▶ _SET TASK_
In the JIRA comment on Tez recovery below, why is TerminateTransition judged the better choice?

▶ _TEXT TO READ_
[jira] [Comment Edited] (TEZ-2581) Umbrella for Tez Recovery Redesign

Bikas Saha (JIRA) Sun, 22 Nov 2015 15:19:59 -0800

    [ 
https://issues.apache.org/jira/browse/TEZ-2581?page=com.atlassian.jira.plugin.system.issuetabpanels:comment-tabpanel&focusedCommentId=15021234#comment-15021234
 ]


Bikas Saha edited comment on TEZ-2581 at 11/22/15 11:18 PM:
------------------------------------------------------------

Could you please a //for recovery comment in the state machine transitions for 
the ones that were changed for recovery? E.g. NEW->FAILED in TAImpl

TaskAttemptImpl.java
In New->Killed should we use TerminatedBeforeRunningTransition like we do for 
New->Failed. Or vice versa in New->Failed should we use TerminateTransition? 
TerminateTransition seems better since it does not send unnecessary events to 
the scheduler.

Incorrect log
{code}
+          case SUCCEEDED:
+            LOG.debug("TaskAttemptFinishedEvent is seen with state of 
SUCCEEDED"
+                + ", send TaskAttemptEventKillRequest to itself"
+                + ", attemptId=" + ta.attemptId);
+            ta.sendEvent(new TaskAttemptEvent(ta.getID(), 
TaskAttemptEventType.TA_DONE));{code}

TaskImpl.java
Is this still needed now that we move handle TA recovery in the scheduled 
transition itself?

▶ _ENTRIES SHOWN_
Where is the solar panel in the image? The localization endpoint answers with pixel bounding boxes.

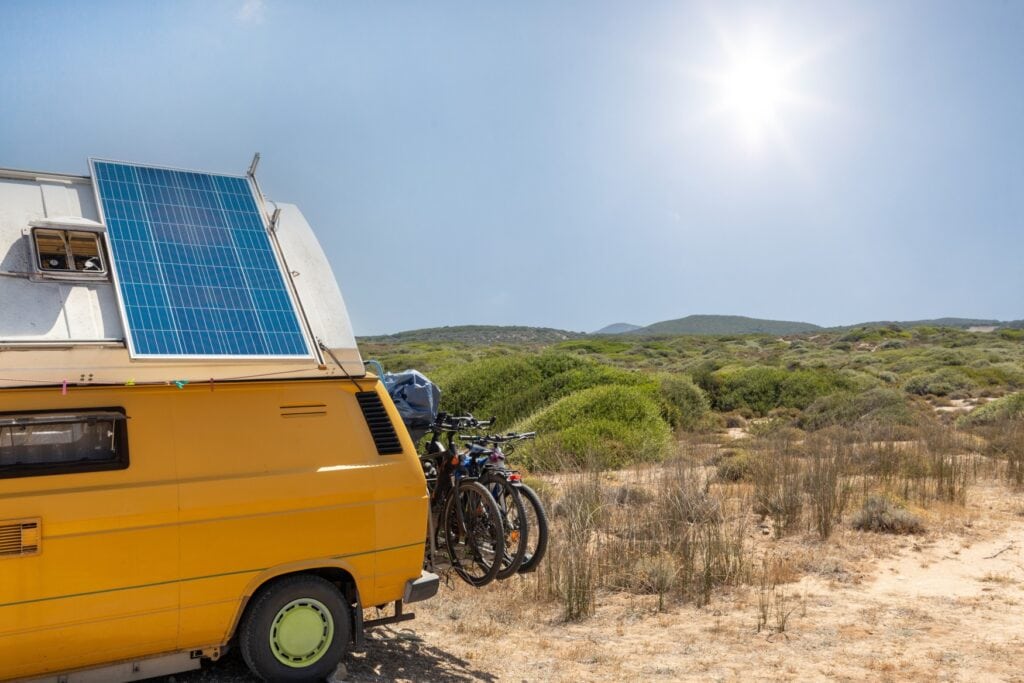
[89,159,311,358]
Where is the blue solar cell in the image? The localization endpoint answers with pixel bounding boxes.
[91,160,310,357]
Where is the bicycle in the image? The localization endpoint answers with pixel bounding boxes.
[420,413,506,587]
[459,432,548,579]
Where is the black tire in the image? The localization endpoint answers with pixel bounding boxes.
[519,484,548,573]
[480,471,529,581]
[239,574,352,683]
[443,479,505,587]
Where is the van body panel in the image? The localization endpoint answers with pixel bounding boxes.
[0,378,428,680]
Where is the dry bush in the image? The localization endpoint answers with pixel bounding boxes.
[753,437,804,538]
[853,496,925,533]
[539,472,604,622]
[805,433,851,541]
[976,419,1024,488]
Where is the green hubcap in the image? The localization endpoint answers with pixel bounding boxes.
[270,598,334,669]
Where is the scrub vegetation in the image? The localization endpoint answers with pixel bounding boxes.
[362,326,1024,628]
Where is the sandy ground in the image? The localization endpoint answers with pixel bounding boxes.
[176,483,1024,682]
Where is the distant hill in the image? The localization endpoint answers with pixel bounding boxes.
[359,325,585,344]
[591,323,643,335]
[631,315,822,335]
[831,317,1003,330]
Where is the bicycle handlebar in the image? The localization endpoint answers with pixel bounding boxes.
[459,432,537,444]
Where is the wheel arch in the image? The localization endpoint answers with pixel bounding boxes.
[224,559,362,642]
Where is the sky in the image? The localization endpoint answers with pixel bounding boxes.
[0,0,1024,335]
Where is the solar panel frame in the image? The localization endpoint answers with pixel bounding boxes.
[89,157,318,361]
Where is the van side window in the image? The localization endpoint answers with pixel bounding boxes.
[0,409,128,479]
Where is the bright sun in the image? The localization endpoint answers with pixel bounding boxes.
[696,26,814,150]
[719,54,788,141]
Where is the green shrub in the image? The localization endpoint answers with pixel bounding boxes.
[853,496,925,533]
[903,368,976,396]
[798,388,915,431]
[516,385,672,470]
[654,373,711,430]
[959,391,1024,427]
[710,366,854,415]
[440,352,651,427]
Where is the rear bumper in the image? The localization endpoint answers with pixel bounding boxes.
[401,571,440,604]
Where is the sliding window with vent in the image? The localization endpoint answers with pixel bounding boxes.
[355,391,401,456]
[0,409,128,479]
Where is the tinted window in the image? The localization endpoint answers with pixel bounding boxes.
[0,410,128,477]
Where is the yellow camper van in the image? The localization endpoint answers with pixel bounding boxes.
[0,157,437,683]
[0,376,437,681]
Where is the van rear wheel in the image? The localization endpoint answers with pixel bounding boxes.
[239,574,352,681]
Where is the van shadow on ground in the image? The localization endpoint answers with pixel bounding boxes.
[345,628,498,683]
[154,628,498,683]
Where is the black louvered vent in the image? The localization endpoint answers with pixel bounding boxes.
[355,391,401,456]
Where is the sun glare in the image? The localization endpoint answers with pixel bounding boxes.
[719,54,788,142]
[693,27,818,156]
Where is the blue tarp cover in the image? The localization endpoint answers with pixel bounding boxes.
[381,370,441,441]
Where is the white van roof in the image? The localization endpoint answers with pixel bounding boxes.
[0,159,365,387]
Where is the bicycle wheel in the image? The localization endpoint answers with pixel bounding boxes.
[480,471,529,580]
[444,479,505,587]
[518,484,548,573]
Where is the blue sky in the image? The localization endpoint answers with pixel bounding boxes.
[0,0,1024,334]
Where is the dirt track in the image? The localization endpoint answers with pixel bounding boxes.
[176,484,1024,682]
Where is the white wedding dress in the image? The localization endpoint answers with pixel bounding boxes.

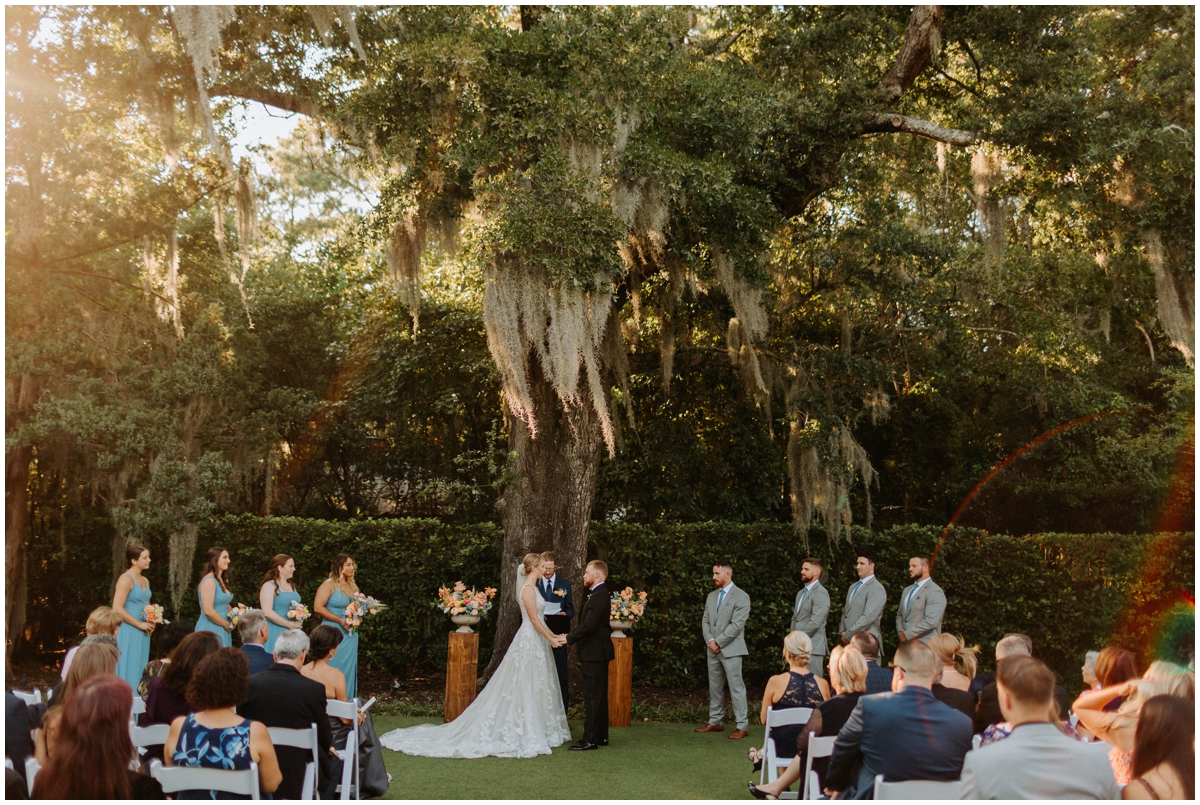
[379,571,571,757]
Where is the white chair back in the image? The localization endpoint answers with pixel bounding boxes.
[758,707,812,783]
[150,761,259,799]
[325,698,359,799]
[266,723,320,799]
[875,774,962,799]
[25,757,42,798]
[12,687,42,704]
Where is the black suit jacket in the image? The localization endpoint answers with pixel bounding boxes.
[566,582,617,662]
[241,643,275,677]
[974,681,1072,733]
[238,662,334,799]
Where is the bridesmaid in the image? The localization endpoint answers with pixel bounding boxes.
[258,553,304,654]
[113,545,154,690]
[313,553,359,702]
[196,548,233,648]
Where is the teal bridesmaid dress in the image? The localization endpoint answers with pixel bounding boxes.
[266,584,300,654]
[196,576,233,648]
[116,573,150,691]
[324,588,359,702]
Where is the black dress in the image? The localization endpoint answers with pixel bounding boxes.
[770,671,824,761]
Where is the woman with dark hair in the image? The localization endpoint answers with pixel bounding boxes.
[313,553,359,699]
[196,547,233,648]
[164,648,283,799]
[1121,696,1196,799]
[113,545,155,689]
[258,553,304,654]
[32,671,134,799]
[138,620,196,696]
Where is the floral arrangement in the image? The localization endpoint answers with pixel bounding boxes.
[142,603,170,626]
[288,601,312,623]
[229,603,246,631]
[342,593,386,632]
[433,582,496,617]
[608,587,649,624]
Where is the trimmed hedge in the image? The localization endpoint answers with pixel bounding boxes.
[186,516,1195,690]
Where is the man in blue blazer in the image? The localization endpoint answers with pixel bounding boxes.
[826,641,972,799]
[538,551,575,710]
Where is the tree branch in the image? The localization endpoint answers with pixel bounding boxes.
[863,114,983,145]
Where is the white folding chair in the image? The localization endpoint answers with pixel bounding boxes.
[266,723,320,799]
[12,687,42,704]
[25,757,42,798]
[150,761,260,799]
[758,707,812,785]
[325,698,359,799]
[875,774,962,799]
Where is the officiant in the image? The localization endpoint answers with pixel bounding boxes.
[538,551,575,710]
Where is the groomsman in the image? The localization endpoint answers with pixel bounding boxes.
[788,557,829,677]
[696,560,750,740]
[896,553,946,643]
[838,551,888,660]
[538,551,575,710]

▶ _RESPONSE FOR THIS EXERCISE_
It does not send unnecessary events to the scheduler.